-- The problem --
In the listing below, swap each "pointer" for "annotator" and leave everything else unchanged.

* start *

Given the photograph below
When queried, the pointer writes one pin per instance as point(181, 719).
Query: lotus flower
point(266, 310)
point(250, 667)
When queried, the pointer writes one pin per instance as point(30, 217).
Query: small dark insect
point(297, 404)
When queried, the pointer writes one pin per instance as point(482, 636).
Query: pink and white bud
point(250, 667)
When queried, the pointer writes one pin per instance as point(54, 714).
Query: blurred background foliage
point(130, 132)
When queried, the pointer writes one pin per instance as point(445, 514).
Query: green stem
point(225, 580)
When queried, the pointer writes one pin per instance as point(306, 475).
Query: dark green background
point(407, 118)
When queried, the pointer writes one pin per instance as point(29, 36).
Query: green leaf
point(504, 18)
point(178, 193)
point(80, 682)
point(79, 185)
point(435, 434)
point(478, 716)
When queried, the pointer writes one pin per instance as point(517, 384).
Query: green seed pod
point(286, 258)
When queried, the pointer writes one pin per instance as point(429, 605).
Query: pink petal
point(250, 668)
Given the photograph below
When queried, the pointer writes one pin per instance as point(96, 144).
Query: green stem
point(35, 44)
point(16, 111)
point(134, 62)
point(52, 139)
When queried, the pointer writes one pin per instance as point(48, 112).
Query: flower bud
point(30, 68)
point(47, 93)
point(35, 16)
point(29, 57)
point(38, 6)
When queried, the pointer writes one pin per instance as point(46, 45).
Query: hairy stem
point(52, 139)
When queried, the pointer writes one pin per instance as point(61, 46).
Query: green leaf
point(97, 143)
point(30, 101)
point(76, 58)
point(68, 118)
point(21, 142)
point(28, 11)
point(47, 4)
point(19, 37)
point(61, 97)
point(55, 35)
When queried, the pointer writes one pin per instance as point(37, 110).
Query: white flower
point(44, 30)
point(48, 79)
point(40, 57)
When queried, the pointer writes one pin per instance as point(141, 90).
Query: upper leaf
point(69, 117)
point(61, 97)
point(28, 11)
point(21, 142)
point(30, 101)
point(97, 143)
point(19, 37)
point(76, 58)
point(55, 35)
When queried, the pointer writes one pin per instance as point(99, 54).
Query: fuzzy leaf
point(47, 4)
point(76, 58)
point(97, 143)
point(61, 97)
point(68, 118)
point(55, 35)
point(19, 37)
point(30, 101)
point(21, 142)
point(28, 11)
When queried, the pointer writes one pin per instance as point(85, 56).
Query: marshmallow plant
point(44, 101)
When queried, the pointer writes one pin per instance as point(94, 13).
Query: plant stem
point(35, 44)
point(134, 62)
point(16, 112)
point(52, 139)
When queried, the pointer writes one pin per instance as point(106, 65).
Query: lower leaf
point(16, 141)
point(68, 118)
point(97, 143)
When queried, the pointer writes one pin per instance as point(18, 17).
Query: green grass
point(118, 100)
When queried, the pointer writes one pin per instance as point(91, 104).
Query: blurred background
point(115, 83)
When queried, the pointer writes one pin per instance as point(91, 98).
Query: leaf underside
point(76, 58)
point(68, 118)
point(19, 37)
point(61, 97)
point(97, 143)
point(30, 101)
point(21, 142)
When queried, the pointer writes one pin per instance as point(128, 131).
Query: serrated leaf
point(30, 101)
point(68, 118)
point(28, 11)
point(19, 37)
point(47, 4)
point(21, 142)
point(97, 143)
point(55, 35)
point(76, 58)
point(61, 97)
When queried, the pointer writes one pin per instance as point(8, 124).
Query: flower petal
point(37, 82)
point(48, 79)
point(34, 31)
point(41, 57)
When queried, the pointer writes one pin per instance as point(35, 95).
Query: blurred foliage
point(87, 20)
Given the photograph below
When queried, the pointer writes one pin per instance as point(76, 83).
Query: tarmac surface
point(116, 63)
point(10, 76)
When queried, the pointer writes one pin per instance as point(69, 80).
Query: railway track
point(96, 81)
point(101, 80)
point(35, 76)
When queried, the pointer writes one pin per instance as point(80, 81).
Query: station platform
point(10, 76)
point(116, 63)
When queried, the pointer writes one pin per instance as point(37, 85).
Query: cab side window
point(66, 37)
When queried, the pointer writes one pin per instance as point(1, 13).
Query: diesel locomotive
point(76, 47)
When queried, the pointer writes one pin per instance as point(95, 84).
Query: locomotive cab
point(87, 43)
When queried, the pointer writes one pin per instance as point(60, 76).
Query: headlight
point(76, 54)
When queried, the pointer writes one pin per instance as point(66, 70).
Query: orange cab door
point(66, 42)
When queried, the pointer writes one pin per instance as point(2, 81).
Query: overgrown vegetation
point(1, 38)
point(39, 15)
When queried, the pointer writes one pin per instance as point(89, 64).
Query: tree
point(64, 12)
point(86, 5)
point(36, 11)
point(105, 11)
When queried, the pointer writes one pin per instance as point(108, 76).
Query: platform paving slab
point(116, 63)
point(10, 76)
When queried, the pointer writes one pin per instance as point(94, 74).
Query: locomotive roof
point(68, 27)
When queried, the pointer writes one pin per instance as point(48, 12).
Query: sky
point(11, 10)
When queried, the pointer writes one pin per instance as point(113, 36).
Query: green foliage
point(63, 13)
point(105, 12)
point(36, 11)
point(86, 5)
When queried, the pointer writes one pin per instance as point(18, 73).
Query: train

* end *

-- Finished task --
Given the photograph below
When queried, the annotator writes one pin per instance as point(181, 719).
Query: lotus flower
point(266, 310)
point(250, 667)
When queried, the annotator writes one pin per instance as point(30, 217).
Query: small dark insect
point(297, 404)
When queried, the annotator writes one pin per instance as point(482, 636).
Query: pink and white bud
point(250, 667)
When queried, the annotator writes one pin per instance as point(54, 714).
Query: blurred background foliage
point(130, 132)
When queried, the annotator writes one pin per instance as point(445, 514).
Query: green stem
point(225, 580)
When queried, the annotator writes one pin per instance as point(306, 475).
Query: dark green background
point(407, 118)
When queried, the annotator writes one pin per instance as point(29, 36).
Query: green leaf
point(504, 18)
point(178, 193)
point(80, 682)
point(79, 185)
point(435, 434)
point(478, 716)
When queried, the annotator writes one pin per instance as point(517, 384).
Query: green seed pod
point(286, 258)
When queried, the annotator writes one pin per instance as point(429, 605).
Query: pink petal
point(250, 668)
Given the photograph below
When queried, the annotator writes one pin per instance as point(96, 144).
Query: green stem
point(35, 44)
point(16, 111)
point(134, 62)
point(52, 139)
When queried, the annotator writes one pin per instance as point(48, 112).
Query: flower bud
point(30, 68)
point(47, 93)
point(35, 16)
point(29, 57)
point(38, 6)
When queried, the annotator writes one pin per instance as point(46, 45).
Query: hairy stem
point(52, 139)
When queried, the annotator writes one pin per instance as point(61, 46).
Query: green leaf
point(97, 143)
point(30, 101)
point(76, 58)
point(68, 118)
point(21, 142)
point(28, 11)
point(47, 4)
point(19, 37)
point(61, 97)
point(55, 35)
When queried, the annotator writes one pin per instance as point(37, 110).
Query: white flower
point(44, 30)
point(48, 79)
point(40, 57)
When queried, the annotator writes one pin per instance as point(141, 90).
Query: upper leaf
point(69, 117)
point(61, 97)
point(28, 11)
point(21, 142)
point(30, 101)
point(97, 143)
point(19, 37)
point(76, 58)
point(55, 35)
When queried, the annotator writes one pin per instance as point(99, 54).
Query: fuzzy leaf
point(47, 4)
point(76, 58)
point(97, 143)
point(61, 97)
point(68, 118)
point(55, 35)
point(19, 37)
point(30, 101)
point(21, 142)
point(28, 11)
When queried, the annotator writes one pin per instance as point(85, 56).
Query: marshmallow plant
point(44, 101)
When queried, the annotator writes one pin per instance as point(94, 13).
Query: plant stem
point(35, 44)
point(134, 62)
point(16, 112)
point(52, 139)
When queried, the annotator writes one pin per instance as point(106, 65).
Query: lower leaf
point(16, 141)
point(68, 118)
point(97, 143)
When queried, the annotator writes one pin per instance as point(18, 17).
Query: green grass
point(118, 100)
When queried, the annotator writes one pin per instance as point(91, 104).
Query: blurred background
point(115, 83)
When queried, the annotator writes one pin per instance as point(91, 98).
Query: leaf underside
point(76, 58)
point(68, 118)
point(19, 37)
point(61, 97)
point(97, 143)
point(30, 101)
point(21, 142)
When queried, the annotator writes one pin per instance as point(128, 131).
Query: serrated leaf
point(30, 101)
point(68, 118)
point(28, 11)
point(19, 37)
point(47, 4)
point(21, 142)
point(97, 143)
point(55, 35)
point(76, 58)
point(61, 97)
When queried, the annotator writes one pin per instance as point(8, 124).
Query: flower petal
point(37, 82)
point(48, 79)
point(34, 31)
point(41, 57)
When queried, the annotator writes one pin per instance as point(35, 95).
Query: blurred foliage
point(87, 20)
Given the photograph below
When queried, the annotator writes one pin per instance as point(76, 83).
Query: tarmac surface
point(116, 63)
point(10, 76)
When queried, the annotator writes one pin per instance as point(69, 80).
Query: railway track
point(96, 81)
point(101, 80)
point(35, 76)
When queried, the annotator writes one pin per instance as point(80, 81).
Query: station platform
point(10, 76)
point(116, 63)
When queried, the annotator writes one pin per instance as point(37, 85).
Query: cab side window
point(66, 37)
When queried, the annotator writes one pin per instance as point(1, 13).
Query: diesel locomotive
point(76, 47)
When queried, the annotator writes one pin per instance as point(95, 84).
Query: locomotive cab
point(87, 43)
When queried, the annotator writes one pin per instance as point(60, 76).
Query: headlight
point(76, 54)
When queried, the annotator writes one pin per instance as point(66, 70).
Query: orange cab door
point(66, 42)
When queried, the annotator writes one pin per instance as point(2, 81).
Query: overgrown vegetation
point(1, 38)
point(39, 15)
When queried, the annotator writes one pin per instance as point(89, 64).
Query: tree
point(64, 12)
point(86, 5)
point(36, 11)
point(105, 11)
When queried, the annotator writes one pin per instance as point(108, 76).
Query: platform paving slab
point(116, 63)
point(10, 76)
When queried, the annotator writes one pin per instance as point(94, 74).
Query: locomotive roof
point(68, 27)
When queried, the annotator writes one pin per instance as point(48, 12).
Query: sky
point(11, 10)
When queried, the annotator writes one pin per instance as point(113, 36).
Query: green foliage
point(63, 13)
point(105, 12)
point(36, 11)
point(86, 5)
When queried, the annotator writes one pin per instance as point(18, 73).
Query: train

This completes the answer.